- **Problem to work on**: Within the records below, filter for lines carrying the word "Query" and copy them.
---------- Records provided
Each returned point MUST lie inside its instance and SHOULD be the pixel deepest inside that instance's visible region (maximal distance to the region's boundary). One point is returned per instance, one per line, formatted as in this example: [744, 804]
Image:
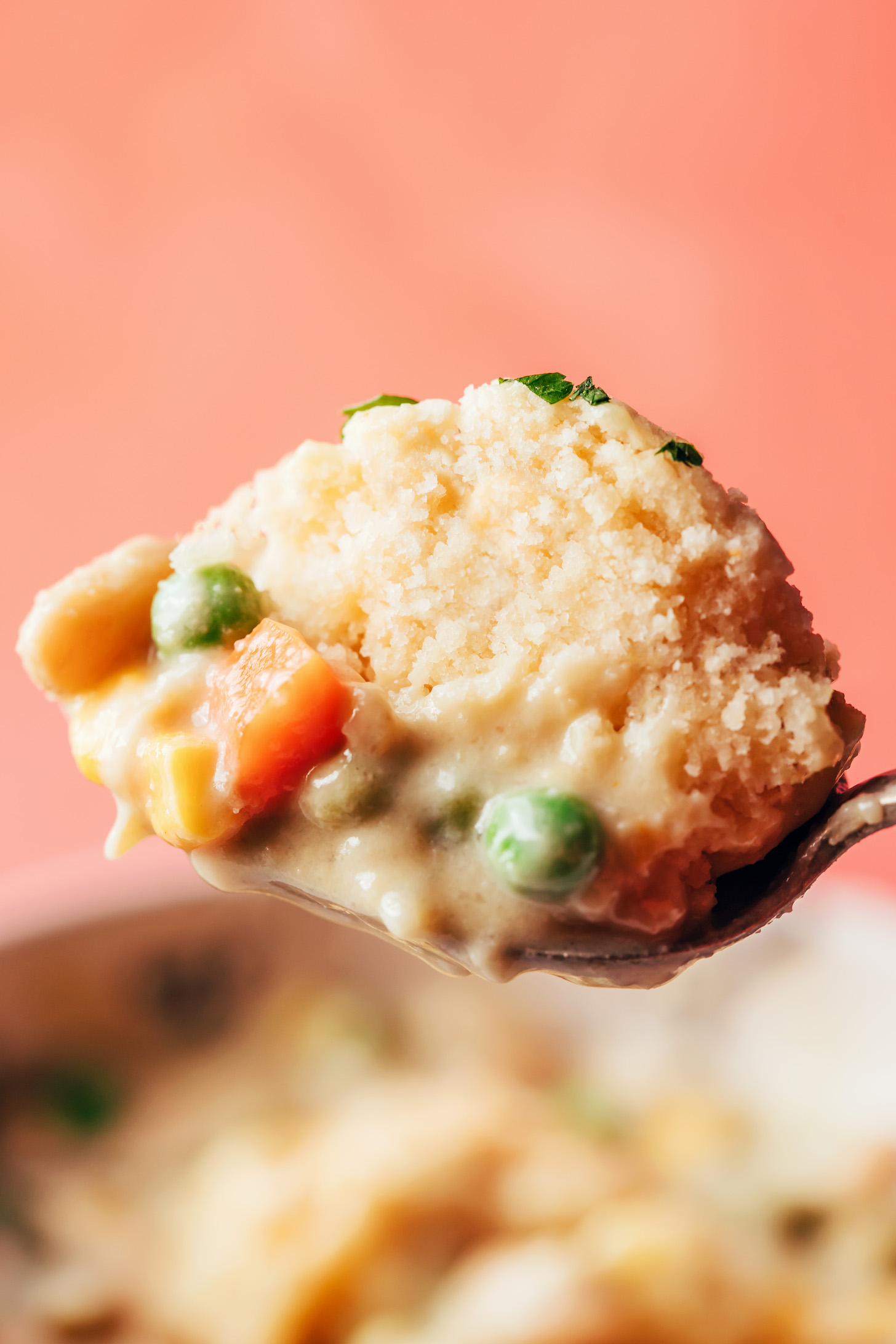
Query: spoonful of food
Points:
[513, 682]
--------------------
---------- Records provided
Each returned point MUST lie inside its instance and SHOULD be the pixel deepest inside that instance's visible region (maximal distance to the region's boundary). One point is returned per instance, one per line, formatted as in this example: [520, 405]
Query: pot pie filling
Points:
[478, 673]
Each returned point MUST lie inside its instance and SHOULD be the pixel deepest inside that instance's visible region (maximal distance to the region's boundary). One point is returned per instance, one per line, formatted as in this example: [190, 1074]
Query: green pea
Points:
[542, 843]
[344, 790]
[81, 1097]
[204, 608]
--------------------
- **Completed exercise**:
Query: spoonful of food
Query: pot pie filling
Query: green pea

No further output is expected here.